Records excerpted from a collection
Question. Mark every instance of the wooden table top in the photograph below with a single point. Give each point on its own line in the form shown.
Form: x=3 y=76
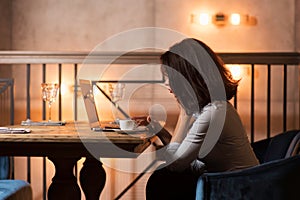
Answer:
x=72 y=138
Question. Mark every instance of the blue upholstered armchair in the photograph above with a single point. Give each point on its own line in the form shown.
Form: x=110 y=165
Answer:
x=277 y=177
x=12 y=189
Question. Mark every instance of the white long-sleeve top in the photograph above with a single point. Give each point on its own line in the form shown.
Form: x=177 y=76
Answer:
x=223 y=150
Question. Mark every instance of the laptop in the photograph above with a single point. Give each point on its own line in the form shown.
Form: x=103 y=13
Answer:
x=90 y=106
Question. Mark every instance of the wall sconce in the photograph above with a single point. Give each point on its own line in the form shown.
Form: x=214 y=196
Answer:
x=221 y=19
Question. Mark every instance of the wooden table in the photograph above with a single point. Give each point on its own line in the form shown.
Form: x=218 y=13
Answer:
x=64 y=146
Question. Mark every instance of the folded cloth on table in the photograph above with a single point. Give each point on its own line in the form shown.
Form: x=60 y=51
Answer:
x=14 y=130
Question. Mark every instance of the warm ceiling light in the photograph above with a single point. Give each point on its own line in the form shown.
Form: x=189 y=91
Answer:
x=235 y=19
x=204 y=19
x=236 y=71
x=220 y=19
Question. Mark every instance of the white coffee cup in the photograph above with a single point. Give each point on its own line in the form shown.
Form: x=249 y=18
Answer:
x=127 y=124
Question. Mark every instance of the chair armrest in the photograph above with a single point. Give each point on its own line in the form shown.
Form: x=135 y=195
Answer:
x=277 y=179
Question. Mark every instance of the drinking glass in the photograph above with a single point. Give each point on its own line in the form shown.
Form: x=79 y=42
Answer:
x=49 y=93
x=117 y=91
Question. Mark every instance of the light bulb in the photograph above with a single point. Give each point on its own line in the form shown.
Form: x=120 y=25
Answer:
x=235 y=19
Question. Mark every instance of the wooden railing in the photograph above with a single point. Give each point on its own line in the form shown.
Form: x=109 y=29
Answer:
x=274 y=65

**What is being asked:**
Each entry is to be returned precisely as it appears, but the pictures are to be dropped.

**Completed exercise:**
Question. Mark every instance of the wooden table top in the photograph below with a single point. Give each point on its own line in the form shown.
Form: x=3 y=76
Answer:
x=72 y=138
Question. Mark every instance of the blue upholstered armchair in the photograph above with a single point. Give each point on its own line in the form shown.
Form: x=110 y=165
Answer:
x=277 y=177
x=12 y=189
Question. Mark every instance of the white long-sleeve top in the photograph above with a single point. Give each point on its own line in the form shown.
Form: x=177 y=76
Answer:
x=223 y=150
Question. Mark every instance of the laptop in the photograph above with a single point. Give each point on its own line in the form shown.
Form: x=103 y=13
Answer:
x=90 y=106
Question. Mark every instance of the wall sconce in the photograph above with a single point. Give each point on its own line in the form shown.
Form: x=214 y=196
Answer:
x=221 y=19
Question. Mark every instance of the wooden table in the photograph above with a single point. Give each point on its own line in the form shown.
Form: x=218 y=13
Answer:
x=64 y=146
Question. Mark every instance of the folded cloth on table in the photograph above with a single point. Give each point on its own line in the form shown.
Form: x=60 y=51
Answer:
x=14 y=130
Question. Mark every instance of the warm ceiling light in the photograph above with a single point. Give each point on its own line in the form shown.
Form: x=189 y=91
Answer:
x=235 y=19
x=204 y=19
x=236 y=71
x=220 y=19
Question. Mark every instance of the white coffee cup in the photograph above with a single point. Give each point on its own line in the form shown.
Form: x=249 y=18
Answer:
x=127 y=124
Question. Mark every instance of the chair armrest in the photograph above with a single point. Give each point on its own line in the form shown.
Form: x=135 y=195
Answer:
x=277 y=179
Question. Mark every instance of the drinking glass in the photograph above with a single point. Give each point on its own line in the form shown.
Form: x=79 y=42
Answer:
x=49 y=93
x=117 y=91
Question. Mark every instance of the light bulb in the photograph above with a single point. Give each point on its own line in the form shown.
Form: x=120 y=25
Answer:
x=235 y=19
Question. Mark every instance of the wooden railing in the photograph above with a single point. Give each point on its own line in the form shown.
Form: x=109 y=29
Answer:
x=274 y=65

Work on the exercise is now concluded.